▶ GIVEN REQUEST:
Pick out every line in the entries below that contains the string "blurred", and copy each of those lines in full.

▶ EXERCISE INPUTS:

— BEGIN —

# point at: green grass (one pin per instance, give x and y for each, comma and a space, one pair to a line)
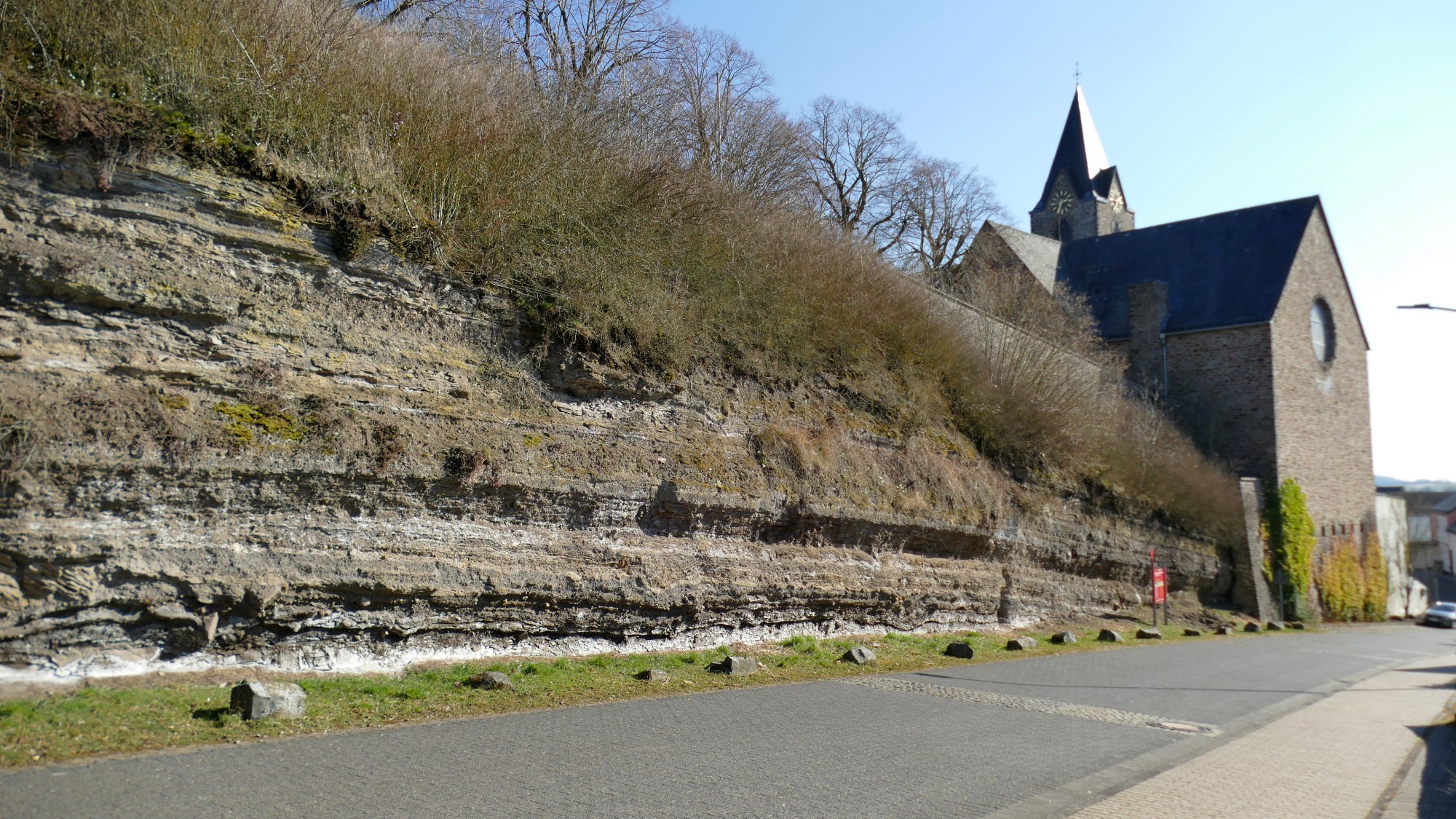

— END —
— BEGIN —

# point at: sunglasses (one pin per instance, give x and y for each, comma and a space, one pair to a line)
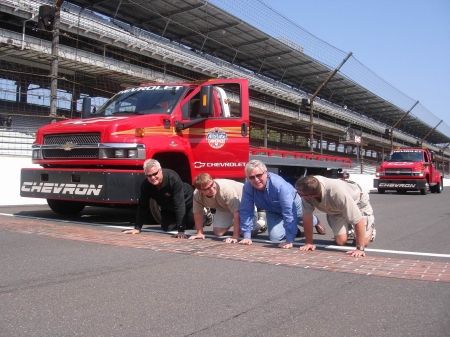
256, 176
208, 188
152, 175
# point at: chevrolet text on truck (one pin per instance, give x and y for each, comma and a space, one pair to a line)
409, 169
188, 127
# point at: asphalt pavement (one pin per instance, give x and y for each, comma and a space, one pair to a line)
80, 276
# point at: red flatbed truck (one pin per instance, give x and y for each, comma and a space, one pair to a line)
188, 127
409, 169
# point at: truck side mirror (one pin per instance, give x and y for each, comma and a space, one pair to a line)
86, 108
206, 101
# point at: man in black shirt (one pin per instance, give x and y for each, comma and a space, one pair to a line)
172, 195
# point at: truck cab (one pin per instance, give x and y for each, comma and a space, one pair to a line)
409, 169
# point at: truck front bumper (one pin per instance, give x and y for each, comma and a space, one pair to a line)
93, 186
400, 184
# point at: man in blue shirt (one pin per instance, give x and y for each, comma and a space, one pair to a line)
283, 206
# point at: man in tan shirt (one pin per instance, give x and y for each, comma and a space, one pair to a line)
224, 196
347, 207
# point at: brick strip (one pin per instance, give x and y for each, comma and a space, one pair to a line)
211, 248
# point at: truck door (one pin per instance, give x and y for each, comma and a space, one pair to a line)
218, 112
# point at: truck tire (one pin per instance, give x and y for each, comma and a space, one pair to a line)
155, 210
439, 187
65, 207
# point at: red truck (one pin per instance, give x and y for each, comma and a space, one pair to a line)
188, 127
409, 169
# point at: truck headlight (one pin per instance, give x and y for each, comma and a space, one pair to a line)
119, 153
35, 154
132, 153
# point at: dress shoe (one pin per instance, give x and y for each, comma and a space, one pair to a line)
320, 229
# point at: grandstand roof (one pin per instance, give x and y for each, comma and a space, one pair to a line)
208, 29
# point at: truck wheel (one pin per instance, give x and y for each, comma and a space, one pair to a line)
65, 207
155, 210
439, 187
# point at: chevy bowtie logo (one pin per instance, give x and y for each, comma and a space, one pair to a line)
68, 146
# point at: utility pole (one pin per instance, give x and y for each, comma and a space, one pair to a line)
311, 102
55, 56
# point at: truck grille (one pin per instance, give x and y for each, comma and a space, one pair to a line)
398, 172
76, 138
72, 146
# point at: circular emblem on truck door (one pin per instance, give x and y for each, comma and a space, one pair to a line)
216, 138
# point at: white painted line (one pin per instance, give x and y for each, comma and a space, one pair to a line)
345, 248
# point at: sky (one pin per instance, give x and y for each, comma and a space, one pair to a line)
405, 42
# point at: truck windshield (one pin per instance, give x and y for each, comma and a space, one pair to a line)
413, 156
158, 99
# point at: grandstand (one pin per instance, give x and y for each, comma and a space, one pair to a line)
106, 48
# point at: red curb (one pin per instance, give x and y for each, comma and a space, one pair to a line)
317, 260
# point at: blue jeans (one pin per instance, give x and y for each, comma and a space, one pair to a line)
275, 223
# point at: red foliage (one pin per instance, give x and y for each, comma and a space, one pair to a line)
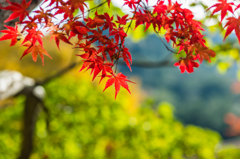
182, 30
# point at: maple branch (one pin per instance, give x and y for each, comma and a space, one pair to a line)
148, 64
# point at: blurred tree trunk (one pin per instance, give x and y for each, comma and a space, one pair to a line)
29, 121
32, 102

— END —
— BEGIN —

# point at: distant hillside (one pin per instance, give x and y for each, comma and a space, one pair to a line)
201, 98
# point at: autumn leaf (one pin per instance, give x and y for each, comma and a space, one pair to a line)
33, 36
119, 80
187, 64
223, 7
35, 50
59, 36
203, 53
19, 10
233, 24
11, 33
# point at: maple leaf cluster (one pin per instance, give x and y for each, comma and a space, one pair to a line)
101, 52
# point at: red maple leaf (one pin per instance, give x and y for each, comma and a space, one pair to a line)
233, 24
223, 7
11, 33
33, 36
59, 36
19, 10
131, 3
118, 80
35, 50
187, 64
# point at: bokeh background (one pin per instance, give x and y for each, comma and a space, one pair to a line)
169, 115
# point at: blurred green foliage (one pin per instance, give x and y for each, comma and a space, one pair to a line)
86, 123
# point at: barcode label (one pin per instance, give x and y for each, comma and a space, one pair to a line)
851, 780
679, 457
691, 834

— END —

▶ SOLUTION FOR THIS EXERCISE:
# point at: blurred tree trunk (one pin per instance, give x and y for each, comma and a space, one pair to a line)
# point at: blurred green foliage (one pin per instance, give x and y for each, comma and a space, one pair to a line)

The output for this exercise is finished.